TEXTAUSZUG:
********

Und in der Tat: Viel Zeit haben Sérgio und Fernando nicht mehr für uns. Wir dürfen noch ein frisch gezwickeltes Pale Ale mit Sorachi Ace und Amarillo Hopfen probieren, und dann wird es Zeit, nicht mehr im Wege zu stehen. Der Sondersud wartet, und parallel dazu muss fleißig Bier auf Flaschen gezogen werden, denn sonst ist für das Winterbier gar kein freier Tank da…
Langsam wandern wir den achten Hügel wieder hinab, rechts von uns der Schlosshügel. Der, der Schuld daran ist, dass man den achten Hügel vom Wasser aus nicht sehen kann. Aber man findet ihn ja zum Glück mittlerweile in allen guten Cervejarias den achten Hügel, den Oitava Colina.

********

ZU ERLEDIGENDE AUFGABEN:
A. Gib den Textauszug von „Und in der Tat: Viel“ bis einschließlich „den Oitava Colina.“ erneut aus und tausche darin „Tank“ gegen „Lagertank“.
B. Schreibe den Bericht über den Brauereibesuch am achten Hügel im Anschluss an seinen letzten Satz weiter.

********

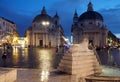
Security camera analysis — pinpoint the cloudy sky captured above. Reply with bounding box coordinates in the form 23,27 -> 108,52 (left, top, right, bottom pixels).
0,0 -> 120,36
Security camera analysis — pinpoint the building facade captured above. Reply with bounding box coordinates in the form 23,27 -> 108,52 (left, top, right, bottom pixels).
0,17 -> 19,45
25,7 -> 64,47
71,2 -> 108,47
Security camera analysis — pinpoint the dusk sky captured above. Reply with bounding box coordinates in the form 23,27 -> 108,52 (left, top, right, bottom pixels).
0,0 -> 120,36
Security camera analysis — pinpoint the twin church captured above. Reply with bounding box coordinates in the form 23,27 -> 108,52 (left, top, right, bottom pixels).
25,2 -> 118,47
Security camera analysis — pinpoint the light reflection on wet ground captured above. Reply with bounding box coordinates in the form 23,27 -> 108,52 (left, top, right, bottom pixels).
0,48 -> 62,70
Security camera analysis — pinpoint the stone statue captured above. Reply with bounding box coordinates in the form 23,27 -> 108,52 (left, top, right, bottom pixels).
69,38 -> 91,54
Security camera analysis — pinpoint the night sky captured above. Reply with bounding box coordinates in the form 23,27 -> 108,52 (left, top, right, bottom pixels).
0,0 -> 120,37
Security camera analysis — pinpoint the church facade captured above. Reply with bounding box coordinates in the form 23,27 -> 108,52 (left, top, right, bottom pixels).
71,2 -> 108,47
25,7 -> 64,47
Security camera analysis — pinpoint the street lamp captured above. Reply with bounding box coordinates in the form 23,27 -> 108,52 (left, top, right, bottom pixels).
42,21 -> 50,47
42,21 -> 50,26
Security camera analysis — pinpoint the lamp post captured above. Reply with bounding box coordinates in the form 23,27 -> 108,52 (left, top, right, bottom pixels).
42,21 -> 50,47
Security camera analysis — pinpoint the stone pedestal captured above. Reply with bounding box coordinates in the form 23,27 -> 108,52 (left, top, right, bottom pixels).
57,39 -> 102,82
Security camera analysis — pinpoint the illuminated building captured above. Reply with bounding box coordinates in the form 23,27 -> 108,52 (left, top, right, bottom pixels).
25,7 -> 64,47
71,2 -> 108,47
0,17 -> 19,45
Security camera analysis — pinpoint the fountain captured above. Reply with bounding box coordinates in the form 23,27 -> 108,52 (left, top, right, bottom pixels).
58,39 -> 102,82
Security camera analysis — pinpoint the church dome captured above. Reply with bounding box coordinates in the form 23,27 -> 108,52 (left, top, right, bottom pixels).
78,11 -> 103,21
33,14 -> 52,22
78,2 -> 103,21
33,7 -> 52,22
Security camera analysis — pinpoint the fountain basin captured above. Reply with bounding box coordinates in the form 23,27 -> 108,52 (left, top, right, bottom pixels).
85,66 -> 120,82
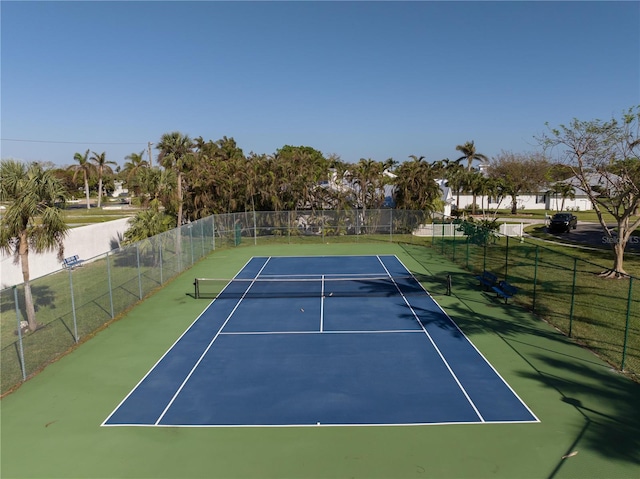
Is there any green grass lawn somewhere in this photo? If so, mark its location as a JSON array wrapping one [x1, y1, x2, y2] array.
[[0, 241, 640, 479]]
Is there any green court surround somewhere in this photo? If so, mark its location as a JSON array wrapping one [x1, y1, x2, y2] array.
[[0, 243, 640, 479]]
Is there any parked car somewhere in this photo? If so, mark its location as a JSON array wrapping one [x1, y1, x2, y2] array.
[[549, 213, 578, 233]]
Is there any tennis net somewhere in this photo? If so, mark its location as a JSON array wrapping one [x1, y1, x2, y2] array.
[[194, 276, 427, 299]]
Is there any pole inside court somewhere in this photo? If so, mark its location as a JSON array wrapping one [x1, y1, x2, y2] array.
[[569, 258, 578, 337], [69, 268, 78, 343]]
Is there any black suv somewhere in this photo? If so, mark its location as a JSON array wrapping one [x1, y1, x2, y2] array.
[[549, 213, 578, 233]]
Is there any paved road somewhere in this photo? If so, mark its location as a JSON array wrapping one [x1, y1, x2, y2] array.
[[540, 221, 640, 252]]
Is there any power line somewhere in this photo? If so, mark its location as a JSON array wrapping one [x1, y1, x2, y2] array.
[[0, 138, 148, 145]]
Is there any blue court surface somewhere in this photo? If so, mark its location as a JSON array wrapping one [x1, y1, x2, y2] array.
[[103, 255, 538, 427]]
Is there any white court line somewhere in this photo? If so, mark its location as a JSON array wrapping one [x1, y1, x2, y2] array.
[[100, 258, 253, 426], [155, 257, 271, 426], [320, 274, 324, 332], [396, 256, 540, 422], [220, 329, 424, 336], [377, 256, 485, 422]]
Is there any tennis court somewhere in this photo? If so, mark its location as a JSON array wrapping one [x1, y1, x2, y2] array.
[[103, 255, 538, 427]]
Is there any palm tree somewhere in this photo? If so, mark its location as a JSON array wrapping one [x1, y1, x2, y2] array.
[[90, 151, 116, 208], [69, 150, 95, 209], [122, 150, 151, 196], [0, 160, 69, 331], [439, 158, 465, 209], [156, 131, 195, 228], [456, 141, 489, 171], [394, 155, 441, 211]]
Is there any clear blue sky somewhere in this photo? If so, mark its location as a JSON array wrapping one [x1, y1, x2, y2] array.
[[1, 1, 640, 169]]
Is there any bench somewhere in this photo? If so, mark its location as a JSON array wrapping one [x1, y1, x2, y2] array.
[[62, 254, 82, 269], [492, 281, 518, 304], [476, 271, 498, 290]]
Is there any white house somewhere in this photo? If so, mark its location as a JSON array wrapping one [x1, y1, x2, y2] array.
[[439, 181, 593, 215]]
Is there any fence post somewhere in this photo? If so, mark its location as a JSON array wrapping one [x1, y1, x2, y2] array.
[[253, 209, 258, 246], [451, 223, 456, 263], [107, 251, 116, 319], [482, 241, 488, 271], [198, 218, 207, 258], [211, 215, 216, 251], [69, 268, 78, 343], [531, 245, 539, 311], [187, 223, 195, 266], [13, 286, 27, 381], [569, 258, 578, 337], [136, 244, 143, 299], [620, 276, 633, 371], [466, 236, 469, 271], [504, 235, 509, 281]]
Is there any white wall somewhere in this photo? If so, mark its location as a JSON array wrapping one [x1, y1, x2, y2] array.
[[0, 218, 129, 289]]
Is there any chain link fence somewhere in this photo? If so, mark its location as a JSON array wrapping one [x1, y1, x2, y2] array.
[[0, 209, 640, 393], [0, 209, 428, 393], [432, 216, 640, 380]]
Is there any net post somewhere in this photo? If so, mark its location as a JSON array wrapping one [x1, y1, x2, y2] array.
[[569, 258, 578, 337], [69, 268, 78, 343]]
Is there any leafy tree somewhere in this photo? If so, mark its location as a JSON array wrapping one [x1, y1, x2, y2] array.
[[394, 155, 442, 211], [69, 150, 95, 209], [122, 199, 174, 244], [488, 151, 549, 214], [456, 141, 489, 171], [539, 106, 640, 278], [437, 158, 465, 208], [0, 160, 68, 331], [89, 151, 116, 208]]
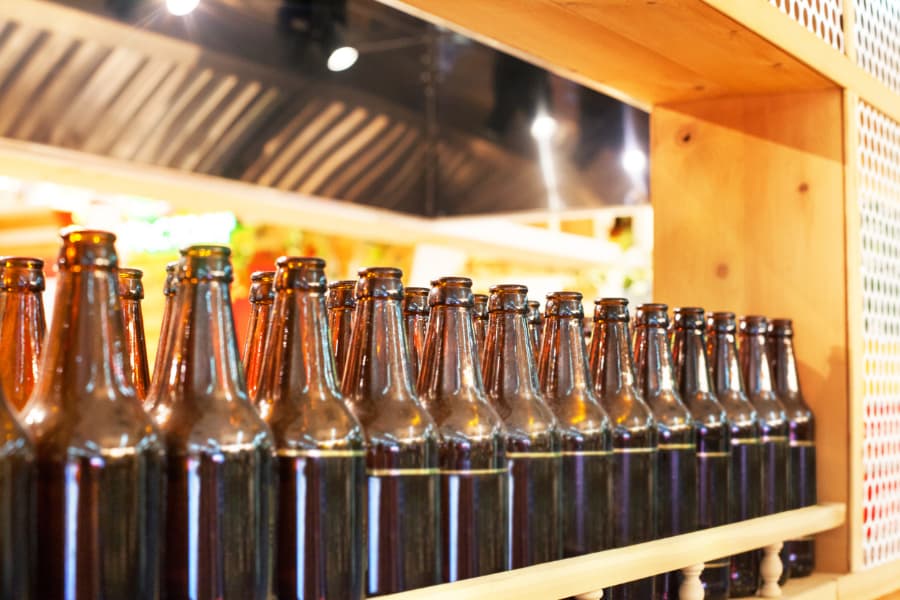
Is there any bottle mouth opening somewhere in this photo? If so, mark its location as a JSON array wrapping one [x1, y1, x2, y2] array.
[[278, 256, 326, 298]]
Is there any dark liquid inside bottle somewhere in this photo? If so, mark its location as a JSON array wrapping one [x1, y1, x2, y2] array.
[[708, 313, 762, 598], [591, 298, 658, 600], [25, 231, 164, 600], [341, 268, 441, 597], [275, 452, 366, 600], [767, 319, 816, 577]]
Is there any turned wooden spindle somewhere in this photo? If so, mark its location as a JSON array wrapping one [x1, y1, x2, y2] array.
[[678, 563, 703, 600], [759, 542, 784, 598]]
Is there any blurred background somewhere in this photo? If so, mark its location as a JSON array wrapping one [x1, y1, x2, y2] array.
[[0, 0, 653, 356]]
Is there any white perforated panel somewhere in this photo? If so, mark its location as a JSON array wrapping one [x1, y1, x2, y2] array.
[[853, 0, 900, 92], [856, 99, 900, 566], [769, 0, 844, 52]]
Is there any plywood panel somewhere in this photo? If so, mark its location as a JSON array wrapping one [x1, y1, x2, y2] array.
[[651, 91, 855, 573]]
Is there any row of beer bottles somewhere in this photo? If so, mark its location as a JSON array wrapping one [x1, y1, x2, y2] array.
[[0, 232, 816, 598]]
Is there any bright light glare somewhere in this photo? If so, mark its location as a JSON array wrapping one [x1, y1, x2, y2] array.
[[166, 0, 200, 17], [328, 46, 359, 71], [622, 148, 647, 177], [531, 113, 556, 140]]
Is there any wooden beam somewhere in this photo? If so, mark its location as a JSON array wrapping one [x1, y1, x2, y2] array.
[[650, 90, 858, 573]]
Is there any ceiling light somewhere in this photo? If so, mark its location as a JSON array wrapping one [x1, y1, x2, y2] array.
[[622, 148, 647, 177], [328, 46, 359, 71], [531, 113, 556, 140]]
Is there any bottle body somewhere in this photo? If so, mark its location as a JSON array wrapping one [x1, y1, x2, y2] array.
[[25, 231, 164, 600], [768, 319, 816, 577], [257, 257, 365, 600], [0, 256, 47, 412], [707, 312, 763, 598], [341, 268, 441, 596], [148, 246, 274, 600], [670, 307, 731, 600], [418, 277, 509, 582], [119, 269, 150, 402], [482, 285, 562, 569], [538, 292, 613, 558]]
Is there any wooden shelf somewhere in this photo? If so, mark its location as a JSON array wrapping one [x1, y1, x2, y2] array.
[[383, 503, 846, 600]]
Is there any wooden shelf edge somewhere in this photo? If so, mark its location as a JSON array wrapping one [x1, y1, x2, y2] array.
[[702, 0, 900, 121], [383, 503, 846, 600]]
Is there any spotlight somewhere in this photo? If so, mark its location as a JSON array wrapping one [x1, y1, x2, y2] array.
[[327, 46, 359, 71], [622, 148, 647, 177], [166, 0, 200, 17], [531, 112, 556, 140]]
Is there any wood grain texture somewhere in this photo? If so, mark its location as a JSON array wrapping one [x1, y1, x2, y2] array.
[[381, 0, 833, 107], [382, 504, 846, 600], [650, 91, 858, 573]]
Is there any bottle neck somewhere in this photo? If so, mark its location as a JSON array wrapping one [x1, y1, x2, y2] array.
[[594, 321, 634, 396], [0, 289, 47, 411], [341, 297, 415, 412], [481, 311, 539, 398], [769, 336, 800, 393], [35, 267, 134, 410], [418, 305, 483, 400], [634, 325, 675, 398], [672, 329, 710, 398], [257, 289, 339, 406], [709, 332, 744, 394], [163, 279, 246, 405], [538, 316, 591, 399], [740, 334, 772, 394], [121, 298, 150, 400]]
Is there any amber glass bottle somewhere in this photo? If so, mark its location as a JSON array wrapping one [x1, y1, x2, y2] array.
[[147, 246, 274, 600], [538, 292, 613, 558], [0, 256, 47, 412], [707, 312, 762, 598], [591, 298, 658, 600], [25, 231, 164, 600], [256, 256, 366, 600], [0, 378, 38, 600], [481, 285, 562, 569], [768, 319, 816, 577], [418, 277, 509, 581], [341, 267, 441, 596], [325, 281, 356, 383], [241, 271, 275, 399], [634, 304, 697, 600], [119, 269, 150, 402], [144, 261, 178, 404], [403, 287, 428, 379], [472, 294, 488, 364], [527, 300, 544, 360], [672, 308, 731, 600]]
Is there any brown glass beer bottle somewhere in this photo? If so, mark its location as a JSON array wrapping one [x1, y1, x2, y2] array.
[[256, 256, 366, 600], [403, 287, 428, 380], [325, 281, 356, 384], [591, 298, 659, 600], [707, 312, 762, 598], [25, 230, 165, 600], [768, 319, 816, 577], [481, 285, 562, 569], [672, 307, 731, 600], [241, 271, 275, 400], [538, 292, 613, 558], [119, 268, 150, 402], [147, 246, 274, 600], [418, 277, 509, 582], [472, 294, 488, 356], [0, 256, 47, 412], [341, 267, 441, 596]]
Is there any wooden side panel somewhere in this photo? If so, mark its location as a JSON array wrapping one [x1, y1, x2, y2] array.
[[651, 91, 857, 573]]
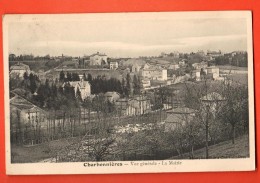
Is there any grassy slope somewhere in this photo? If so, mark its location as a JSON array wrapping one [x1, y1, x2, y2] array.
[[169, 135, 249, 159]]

********

ANTWORTEN JE AUFGABE:
A.
Und in der Tat: Viel Zeit haben Sérgio und Fernando nicht mehr für uns. Wir dürfen noch ein frisch gezwickeltes Pale Ale mit Sorachi Ace und Amarillo Hopfen probieren, und dann wird es Zeit, nicht mehr im Wege zu stehen. Der Sondersud wartet, und parallel dazu muss fleißig Bier auf Flaschen gezogen werden, denn sonst ist für das Winterbier gar kein freier Lagertank da…
Langsam wandern wir den achten Hügel wieder hinab, rechts von uns der Schlosshügel. Der, der Schuld daran ist, dass man den achten Hügel vom Wasser aus nicht sehen kann. Aber man findet ihn ja zum Glück mittlerweile in allen guten Cervejarias den achten Hügel, den Oitava Colina.

B.
Die Brauerei Oitava Colina ist ein reiner Produktionsbetrieb, (noch) ohne eigenen Ausschank. Nach Absprache werden aber Brauereibesichtigungen mit Verkostung für Gruppen bis zu 15 Personen angeboten. Zu erreichen ist die Brauerei entweder zu Fuß, ein anstrengender, aber schöner Spaziergang durch die winzigen Gässchen der Altstadt, oder man nimmt die historische Straßenbahn 28E (wenn man in ihr denn einen Platz findet) und steigt am Largo Graça aus, dann sind es nur etwa 150 m Fußweg.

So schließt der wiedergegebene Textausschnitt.